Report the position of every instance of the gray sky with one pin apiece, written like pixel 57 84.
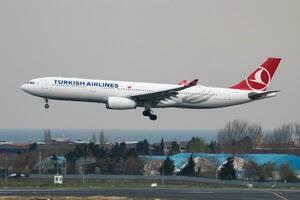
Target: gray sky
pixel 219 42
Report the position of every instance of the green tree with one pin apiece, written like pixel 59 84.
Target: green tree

——————

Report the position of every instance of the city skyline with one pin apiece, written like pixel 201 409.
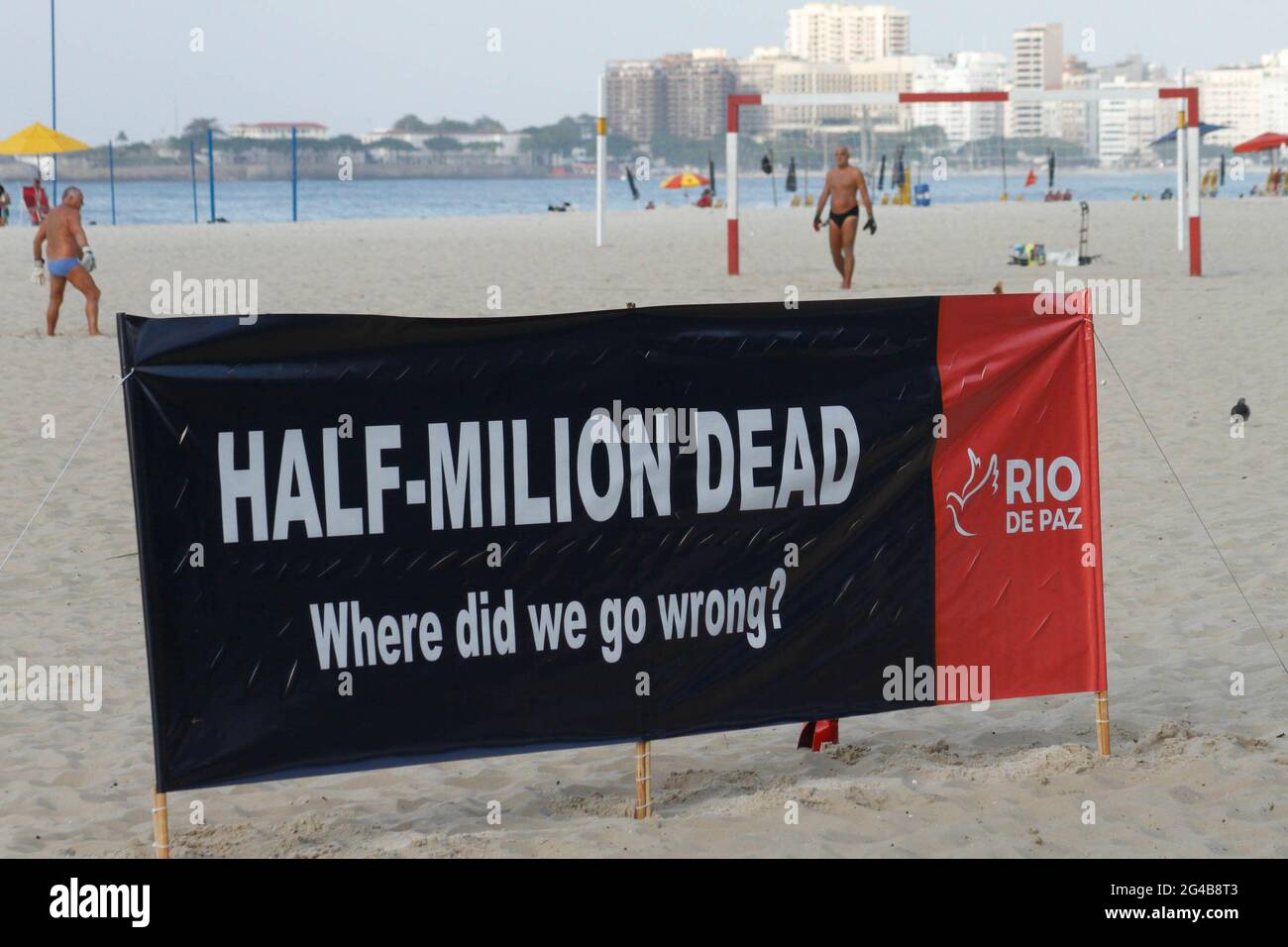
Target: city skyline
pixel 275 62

——————

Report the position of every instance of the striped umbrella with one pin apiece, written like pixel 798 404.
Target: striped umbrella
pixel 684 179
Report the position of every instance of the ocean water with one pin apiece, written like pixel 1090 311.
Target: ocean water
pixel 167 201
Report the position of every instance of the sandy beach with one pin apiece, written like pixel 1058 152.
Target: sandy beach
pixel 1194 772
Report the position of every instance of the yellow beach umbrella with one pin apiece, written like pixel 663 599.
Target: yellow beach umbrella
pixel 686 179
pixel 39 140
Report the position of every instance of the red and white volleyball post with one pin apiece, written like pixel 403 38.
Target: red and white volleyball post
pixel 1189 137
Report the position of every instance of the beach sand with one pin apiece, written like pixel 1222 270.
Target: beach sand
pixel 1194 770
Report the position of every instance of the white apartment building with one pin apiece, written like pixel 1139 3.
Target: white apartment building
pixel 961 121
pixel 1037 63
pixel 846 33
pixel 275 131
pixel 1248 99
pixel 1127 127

——————

WHAT THE EXERCISE ASKS -> Write out the items above from the line containing "Report the position of every instance of the gray" down to the line containing "Target: green tree", with both of those lines included. Leave out the pictures.

FINAL RESULT ->
Report the position of every instance of the gray sky with one pin apiece, written like pixel 57 84.
Target: gray sky
pixel 219 42
Report the position of every instance of the green tree with one pin apiece, written like pixel 59 84.
Target: green tree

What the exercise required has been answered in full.